Format the rows below as a numbered list, dropping any blank lines.

EXTRACTED DATA start

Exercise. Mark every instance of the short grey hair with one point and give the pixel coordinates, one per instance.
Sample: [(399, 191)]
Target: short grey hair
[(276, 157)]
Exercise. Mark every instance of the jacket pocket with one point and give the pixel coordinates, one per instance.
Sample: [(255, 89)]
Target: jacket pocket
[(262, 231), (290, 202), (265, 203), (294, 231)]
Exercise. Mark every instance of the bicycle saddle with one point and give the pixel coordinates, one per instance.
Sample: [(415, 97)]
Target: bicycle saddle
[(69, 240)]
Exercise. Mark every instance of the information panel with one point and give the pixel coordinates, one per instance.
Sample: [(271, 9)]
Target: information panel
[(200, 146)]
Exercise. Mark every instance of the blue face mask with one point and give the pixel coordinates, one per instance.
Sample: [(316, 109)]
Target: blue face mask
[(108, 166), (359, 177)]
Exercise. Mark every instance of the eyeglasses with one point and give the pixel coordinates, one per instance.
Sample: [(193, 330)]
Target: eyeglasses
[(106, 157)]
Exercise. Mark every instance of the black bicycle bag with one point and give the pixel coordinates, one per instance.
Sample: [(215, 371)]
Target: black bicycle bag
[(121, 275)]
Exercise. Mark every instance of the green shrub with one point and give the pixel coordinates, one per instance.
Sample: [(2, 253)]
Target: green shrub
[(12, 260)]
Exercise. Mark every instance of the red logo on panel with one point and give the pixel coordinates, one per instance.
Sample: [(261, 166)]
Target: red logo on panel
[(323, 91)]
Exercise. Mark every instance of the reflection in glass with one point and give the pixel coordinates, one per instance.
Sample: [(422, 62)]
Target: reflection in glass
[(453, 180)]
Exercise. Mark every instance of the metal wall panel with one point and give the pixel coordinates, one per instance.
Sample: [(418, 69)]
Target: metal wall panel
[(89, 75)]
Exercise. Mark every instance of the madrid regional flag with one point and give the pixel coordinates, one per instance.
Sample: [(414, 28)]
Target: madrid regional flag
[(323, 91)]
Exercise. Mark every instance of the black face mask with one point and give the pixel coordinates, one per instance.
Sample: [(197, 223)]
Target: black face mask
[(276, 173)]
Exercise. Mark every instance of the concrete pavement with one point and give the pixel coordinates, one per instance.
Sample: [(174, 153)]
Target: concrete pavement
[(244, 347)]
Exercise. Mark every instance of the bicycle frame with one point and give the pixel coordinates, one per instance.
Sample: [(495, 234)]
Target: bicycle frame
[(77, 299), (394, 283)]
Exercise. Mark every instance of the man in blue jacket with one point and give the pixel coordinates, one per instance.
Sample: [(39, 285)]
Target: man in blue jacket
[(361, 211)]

EXTRACTED DATA end

REPLY TO THE EXERCISE:
1. Exercise. Mark every instance of the short grey hair with one point and give the pixel coordinates, one per instance.
2. Sample: [(399, 191)]
3. Target: short grey hair
4. [(276, 157)]
5. Exercise. Mark every instance of the jacket pocket with one point and give the pixel coordinates, one per instance.
6. Sample: [(255, 89)]
7. Target: jacket pocket
8. [(262, 231), (290, 202), (265, 203), (294, 231)]
9. Exercise. Mark every instance of the bicycle saddle with one point and give the pixel coordinates, one per instance.
10. Sample: [(415, 97)]
11. Target: bicycle saddle
12. [(69, 240)]
13. Exercise. Mark every instance of the information panel with one point and give the pixel coordinates, one per instance.
14. Sample: [(271, 9)]
15. Target: information panel
16. [(200, 146)]
17. Exercise. Mark every instance of the blue face mask with one point and give the pixel coordinates, one per instance.
18. Sample: [(316, 109)]
19. Target: blue face mask
20. [(108, 166), (359, 177)]
21. Exercise. Mark every instance of the eyeglasses with one point and give the pixel coordinates, one per instance.
22. Sample: [(193, 330)]
23. Target: eyeglasses
24. [(106, 157)]
25. Exercise. Mark every instance of the black bicycle bag with one point and give the pixel coordinates, one per instance.
26. Sample: [(215, 371)]
27. Target: black bicycle bag
28. [(121, 275)]
29. Exercise. Mark every instance of the green shrub with one point and give the pixel coordinates, one per instance.
30. Sample: [(2, 253)]
31. Target: green shrub
32. [(12, 260)]
33. Exercise. Mark every instance of the red logo on panel with one point and give the pixel coordinates, one per instance.
34. Sample: [(261, 166)]
35. Target: red logo on panel
36. [(323, 91)]
37. Exercise. Mark every instance of the reflection in glass with one point and give the pixel coordinates, one per instance.
38. Sample: [(422, 62)]
39. Target: reflection in glass
40. [(453, 180)]
41. Exercise. Mark every instance of the metal wall panel with one point and give the pixel coordinates, one per instance.
42. Sample: [(418, 69)]
43. Target: metal wall panel
44. [(89, 75)]
45. Exercise. Mark every instance of the madrid regional flag with one point and give the pixel coordinates, one per instance.
46. Sample: [(414, 28)]
47. Target: madrid regional flag
48. [(323, 91)]
49. Exercise. Mark every instance of the black face mask with one point and give the pixel coordinates, one per instance.
50. Sample: [(197, 223)]
51. Target: black face mask
52. [(276, 173)]
53. Exercise. Mark every instance of the concrete pavement with one point and give the pixel coordinates, one per instance.
54. Sample: [(174, 153)]
55. Target: concrete pavement
56. [(244, 347)]
57. Exercise. Mark every instance of the bicycle frame with one point and give the pixel coordinates, one per instance.
58. Sample: [(495, 234)]
59. Target: bicycle frame
60. [(77, 299), (394, 283)]
61. Exercise. Mark every instance of the man in blue jacket with one point and give the pixel coordinates, one per instance.
62. Sample: [(39, 285)]
63. Target: man in blue jacket
64. [(361, 211)]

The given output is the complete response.